■ PASSAGE TO READ
---*---
Ingredients
– 6 Andouille sausages chopped or minced
– 1 1/2 pounds shrimp rough chopped, deveined, and shells removed
– SPG rub (salt, pepper, and garlic) for seasoning
– 2 tablespoons avocado oil
– 2 green bell peppers chopped
– 1 yellow bell pepper chopped
– 2 jalapeños diced
– 2 yellow onions chopped
– 2 tablespoons unsalted butter
– Mozzarella cheese shredded
– 8-10 tortillas (flour or corn)
– Avocado Lime Crème for topping
Instructions
1-Prepare all ingredients by chopping the 2 green bell peppers, 1 yellow bell pepper, 2 jalapeños, and 2 yellow onions.
2-Heat a griddle or large skillet over medium heat, melt the 2 tablespoons of unsalted butter, then sauté the vegetables seasoned with SPG rub until soft, about 5-7 minutes. Set them aside and keep warm.
---*---
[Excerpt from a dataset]
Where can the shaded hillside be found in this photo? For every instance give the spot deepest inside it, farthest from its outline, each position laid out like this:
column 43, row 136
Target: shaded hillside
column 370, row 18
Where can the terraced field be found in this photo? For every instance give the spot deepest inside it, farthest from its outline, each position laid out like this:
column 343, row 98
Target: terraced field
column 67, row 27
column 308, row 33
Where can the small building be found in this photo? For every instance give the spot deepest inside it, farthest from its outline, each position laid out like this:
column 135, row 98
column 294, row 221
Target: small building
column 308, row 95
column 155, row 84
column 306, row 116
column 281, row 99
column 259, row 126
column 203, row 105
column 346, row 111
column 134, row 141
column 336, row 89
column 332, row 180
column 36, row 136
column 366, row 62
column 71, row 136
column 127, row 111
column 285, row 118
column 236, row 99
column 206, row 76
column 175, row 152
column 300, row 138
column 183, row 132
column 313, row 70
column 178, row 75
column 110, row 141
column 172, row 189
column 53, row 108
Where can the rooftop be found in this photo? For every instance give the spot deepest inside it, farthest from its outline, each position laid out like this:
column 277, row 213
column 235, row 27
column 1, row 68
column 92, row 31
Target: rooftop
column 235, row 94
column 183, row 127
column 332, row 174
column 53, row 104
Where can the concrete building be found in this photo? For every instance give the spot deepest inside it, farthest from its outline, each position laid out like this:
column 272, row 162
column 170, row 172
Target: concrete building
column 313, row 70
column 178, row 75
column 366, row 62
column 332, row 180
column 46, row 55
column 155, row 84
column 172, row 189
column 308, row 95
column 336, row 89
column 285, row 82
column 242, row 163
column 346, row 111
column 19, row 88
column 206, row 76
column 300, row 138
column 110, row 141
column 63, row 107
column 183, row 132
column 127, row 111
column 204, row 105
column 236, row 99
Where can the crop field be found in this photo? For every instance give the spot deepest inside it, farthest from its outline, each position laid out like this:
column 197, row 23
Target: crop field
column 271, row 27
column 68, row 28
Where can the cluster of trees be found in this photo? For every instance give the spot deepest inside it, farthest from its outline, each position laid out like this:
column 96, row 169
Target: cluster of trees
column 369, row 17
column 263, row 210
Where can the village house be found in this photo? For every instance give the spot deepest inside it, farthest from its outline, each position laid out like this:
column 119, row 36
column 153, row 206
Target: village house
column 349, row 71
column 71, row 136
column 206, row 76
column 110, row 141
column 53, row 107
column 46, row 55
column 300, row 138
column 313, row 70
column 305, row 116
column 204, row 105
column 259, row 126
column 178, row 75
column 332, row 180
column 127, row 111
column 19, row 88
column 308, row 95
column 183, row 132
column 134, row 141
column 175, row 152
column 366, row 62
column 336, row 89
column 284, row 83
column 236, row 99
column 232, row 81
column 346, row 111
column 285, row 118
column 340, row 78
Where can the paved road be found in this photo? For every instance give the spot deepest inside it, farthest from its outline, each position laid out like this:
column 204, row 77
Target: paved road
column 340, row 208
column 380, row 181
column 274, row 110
---*---
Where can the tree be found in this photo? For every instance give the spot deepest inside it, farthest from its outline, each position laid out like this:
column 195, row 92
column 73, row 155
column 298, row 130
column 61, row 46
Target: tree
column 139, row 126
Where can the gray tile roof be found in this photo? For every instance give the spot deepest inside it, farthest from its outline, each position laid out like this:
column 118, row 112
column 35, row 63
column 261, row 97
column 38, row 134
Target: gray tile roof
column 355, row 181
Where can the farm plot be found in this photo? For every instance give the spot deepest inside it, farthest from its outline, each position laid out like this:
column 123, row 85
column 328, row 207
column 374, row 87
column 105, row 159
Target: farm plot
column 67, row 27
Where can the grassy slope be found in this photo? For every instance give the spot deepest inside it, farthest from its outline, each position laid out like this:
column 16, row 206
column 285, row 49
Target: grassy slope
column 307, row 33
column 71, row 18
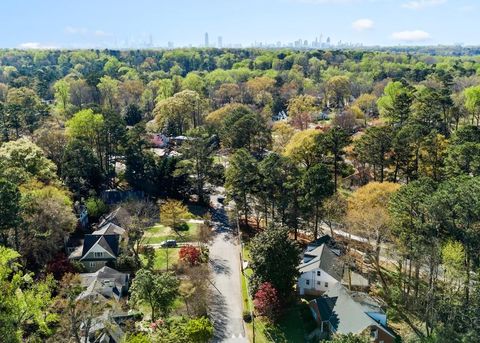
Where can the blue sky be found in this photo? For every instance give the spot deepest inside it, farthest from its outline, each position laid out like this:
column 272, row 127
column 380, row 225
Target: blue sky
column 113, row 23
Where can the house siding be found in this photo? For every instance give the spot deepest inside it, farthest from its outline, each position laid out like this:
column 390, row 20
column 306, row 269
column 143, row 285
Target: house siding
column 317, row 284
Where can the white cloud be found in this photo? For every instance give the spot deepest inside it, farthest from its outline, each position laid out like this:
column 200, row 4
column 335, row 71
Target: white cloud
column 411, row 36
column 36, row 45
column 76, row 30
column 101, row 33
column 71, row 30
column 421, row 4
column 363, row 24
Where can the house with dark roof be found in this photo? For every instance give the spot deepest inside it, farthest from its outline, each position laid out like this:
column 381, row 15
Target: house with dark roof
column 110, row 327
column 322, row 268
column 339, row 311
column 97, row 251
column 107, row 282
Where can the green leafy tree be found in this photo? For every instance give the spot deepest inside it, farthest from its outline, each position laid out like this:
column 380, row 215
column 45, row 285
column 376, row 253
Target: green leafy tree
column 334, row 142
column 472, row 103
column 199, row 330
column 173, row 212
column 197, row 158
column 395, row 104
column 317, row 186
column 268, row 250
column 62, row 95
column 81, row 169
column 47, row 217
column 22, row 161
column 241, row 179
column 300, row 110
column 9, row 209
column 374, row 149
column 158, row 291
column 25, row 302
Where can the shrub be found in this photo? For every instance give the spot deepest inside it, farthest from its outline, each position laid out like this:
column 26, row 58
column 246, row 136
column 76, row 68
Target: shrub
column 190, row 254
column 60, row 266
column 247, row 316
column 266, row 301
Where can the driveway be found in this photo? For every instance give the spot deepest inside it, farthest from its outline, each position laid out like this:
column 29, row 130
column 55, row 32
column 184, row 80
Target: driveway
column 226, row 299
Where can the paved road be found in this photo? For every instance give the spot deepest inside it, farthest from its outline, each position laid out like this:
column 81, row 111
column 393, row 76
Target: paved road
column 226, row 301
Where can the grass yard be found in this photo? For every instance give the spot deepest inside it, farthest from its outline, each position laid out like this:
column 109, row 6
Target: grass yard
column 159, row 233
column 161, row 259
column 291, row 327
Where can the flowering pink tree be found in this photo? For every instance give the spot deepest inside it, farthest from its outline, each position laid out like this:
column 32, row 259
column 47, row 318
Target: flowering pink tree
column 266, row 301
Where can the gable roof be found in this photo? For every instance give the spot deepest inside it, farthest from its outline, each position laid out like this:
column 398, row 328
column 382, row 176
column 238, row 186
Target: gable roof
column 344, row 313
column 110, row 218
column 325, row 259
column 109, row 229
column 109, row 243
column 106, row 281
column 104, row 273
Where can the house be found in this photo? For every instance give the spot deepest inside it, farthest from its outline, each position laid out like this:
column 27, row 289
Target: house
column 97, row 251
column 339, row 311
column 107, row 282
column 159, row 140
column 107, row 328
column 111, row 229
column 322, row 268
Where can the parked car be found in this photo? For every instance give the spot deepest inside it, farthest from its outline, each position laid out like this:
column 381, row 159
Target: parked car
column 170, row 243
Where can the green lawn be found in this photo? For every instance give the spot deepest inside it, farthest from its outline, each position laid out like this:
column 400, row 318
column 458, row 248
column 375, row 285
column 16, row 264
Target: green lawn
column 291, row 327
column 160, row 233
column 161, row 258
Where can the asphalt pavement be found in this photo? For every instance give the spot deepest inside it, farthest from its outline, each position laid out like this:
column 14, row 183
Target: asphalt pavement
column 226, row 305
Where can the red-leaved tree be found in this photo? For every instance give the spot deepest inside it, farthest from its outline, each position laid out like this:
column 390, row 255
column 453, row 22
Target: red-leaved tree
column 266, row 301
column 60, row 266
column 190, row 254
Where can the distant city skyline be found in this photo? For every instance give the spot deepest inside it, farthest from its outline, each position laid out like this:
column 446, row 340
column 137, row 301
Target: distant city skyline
---*---
■ GOAL A
In the recipe, how long should the seasoned vegetables be sautéed?
■ GOAL B
Reproduce the recipe word for word, everything from "2-Heat a griddle" down to "and keep warm.".
Rely solely on the recipe, not on the listing.

■ FULL SOLUTION A
About 5-7 minutes, until soft.

■ FULL SOLUTION B
2-Heat a griddle or large skillet over medium heat, melt the 2 tablespoons of unsalted butter, then sauté the vegetables seasoned with SPG rub until soft, about 5-7 minutes. Set them aside and keep warm.